Au lendemain de la Première Guerre mondiale, il était revenu à la Scala dont il assumera la direction musicale jusqu’à la fin des années 20. Mais la cohabitation avec le régime de Mussolini, installé après la marche sur Rome d’octobre 1922, devait se révéler impossible. Toscanini était le fils d’un compagnon de Garibaldi et son idéal était celui d’une Italie républicaine, laïque et démocratique, incompatible avec la monarchie de la Maison de Savoie et avec une trop forte influence de l’Église dans la société. Plusieurs incidents éclatèrent, le chef d’orchestre refusant d’exécuter, avant chacune de ses prestations, l’hymne du régime, Giovinezza. En 1931, quelques instants avant le début d’un concert à Bologne, Toscanini fut molesté par quelques « Chemises noires » et autres nervis du régime. Assisté par quelques amis, il put rejoindre son hôtel avec de légères blessures. Mais la presse internationale révéla largement l’incident assimilé à un attentat et Toscanini s’abstint de diriger en Italie jusqu’à la fin de la Seconde guerre mondiale.

-- -- --

— TÂCHE À FAIRE A —
Recopiez à l'identique les lignes des enregistrements, de la toute première jusqu'à celle qui contient "box: [1133, 723, 1244, 760]", cette dernière comprise.

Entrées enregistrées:
-- -- --

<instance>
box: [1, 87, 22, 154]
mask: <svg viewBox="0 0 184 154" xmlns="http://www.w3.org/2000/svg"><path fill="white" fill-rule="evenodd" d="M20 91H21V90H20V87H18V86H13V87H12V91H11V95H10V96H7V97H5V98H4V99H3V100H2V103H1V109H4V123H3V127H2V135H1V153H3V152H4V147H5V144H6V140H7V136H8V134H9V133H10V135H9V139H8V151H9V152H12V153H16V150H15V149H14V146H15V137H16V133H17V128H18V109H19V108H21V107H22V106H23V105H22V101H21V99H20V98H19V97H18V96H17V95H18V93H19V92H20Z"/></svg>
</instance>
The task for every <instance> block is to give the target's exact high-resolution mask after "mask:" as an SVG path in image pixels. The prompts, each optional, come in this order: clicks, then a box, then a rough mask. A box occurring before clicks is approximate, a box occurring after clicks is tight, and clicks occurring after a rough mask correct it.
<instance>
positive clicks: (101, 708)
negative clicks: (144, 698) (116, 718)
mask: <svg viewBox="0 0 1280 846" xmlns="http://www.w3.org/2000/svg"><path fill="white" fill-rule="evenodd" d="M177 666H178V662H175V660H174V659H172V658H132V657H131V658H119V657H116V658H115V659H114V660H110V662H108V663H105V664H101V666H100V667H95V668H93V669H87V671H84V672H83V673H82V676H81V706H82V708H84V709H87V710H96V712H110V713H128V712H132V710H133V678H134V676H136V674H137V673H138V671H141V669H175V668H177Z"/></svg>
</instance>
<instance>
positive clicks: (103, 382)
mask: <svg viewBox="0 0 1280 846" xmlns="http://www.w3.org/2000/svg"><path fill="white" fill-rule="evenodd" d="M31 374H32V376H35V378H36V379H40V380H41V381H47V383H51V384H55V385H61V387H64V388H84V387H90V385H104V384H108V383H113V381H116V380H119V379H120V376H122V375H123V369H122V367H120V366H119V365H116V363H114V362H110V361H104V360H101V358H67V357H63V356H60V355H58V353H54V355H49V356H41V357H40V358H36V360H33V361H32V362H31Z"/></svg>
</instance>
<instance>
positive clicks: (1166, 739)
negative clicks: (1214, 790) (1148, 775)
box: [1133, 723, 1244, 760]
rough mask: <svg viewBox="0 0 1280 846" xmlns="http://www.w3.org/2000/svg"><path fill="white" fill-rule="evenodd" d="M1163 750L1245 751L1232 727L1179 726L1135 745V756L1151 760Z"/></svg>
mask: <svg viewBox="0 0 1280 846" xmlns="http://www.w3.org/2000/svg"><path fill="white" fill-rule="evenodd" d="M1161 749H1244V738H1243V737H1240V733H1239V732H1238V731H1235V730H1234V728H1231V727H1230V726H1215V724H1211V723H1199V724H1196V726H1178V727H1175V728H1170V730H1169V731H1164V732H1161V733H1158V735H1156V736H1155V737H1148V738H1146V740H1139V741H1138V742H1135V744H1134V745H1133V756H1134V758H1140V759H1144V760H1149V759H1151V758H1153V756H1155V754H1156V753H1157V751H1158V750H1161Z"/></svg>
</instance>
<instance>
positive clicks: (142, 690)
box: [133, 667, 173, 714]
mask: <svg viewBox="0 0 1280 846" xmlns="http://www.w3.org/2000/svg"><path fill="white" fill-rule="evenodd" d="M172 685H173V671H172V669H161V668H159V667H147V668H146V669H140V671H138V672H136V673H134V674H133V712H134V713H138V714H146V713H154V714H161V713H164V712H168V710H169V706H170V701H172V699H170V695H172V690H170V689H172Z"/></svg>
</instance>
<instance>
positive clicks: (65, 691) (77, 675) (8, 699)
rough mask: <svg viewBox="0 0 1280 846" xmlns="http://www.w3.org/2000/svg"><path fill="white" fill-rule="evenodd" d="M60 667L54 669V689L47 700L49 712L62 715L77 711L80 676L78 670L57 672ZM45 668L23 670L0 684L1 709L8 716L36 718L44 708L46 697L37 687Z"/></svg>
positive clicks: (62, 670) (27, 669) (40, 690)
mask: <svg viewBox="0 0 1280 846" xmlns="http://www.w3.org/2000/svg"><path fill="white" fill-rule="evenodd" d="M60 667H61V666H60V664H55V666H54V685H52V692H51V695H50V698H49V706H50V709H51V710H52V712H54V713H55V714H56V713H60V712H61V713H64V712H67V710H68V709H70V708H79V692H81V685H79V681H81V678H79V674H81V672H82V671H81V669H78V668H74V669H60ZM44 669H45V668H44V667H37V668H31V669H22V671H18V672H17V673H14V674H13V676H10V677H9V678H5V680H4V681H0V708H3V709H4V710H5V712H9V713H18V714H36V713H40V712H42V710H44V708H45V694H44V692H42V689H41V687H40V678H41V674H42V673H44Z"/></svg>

-- -- --

— TÂCHE À FAIRE B —
Répondez à ces questions sur le passage consacré à Toscanini :
(i) Quel hymne du régime refusait-il d'exécuter avant ses prestations ?
(ii) Dans quelle ville fut-il molesté en 1931 ?
(iii) De qui son père était-il un compagnon ?

— ZONE DE RÉPONSE A —
<instance>
box: [1, 87, 22, 154]
mask: <svg viewBox="0 0 184 154" xmlns="http://www.w3.org/2000/svg"><path fill="white" fill-rule="evenodd" d="M20 91H21V90H20V87H18V86H13V87H12V91H11V95H10V96H7V97H5V98H4V99H3V100H2V103H1V109H4V123H3V127H2V135H1V153H3V152H4V147H5V144H6V140H7V136H8V134H9V133H10V135H9V139H8V151H9V152H12V153H16V150H15V149H14V146H15V137H16V133H17V128H18V109H19V108H21V107H22V106H23V105H22V101H21V99H20V98H19V97H18V96H17V95H18V93H19V92H20Z"/></svg>
</instance>
The task for every <instance> block is to give the target's exact high-resolution mask after "mask:" as an SVG path in image pixels. The prompts, each optional, come in this order: clicks, then a box, then a rough mask. A box occurring before clicks is approximate, a box occurring after clicks is tight, and clicks occurring after a rough mask correct it.
<instance>
positive clicks: (101, 708)
negative clicks: (144, 698) (116, 718)
mask: <svg viewBox="0 0 1280 846" xmlns="http://www.w3.org/2000/svg"><path fill="white" fill-rule="evenodd" d="M177 666H178V662H175V660H174V659H172V658H132V657H131V658H119V657H116V658H115V659H114V660H110V662H108V663H105V664H101V666H100V667H95V668H93V669H87V671H84V672H83V673H82V676H81V706H82V708H84V709H87V710H96V712H110V713H128V712H132V710H133V678H134V676H136V674H137V673H138V671H141V669H175V668H177Z"/></svg>
</instance>
<instance>
positive clicks: (103, 382)
mask: <svg viewBox="0 0 1280 846" xmlns="http://www.w3.org/2000/svg"><path fill="white" fill-rule="evenodd" d="M31 374H32V376H35V378H36V379H40V380H41V381H47V383H51V384H55V385H61V387H64V388H84V387H90V385H104V384H108V383H113V381H116V380H119V379H120V376H122V375H123V369H122V367H120V366H119V365H116V363H114V362H110V361H104V360H101V358H67V357H63V356H60V355H58V353H54V355H49V356H41V357H40V358H36V360H33V361H32V362H31Z"/></svg>
</instance>
<instance>
positive clicks: (1166, 739)
negative clicks: (1214, 790) (1148, 775)
box: [1133, 723, 1244, 760]

— ZONE DE RÉPONSE B —
(i) Giovinezza
(ii) Bologne
(iii) Garibaldi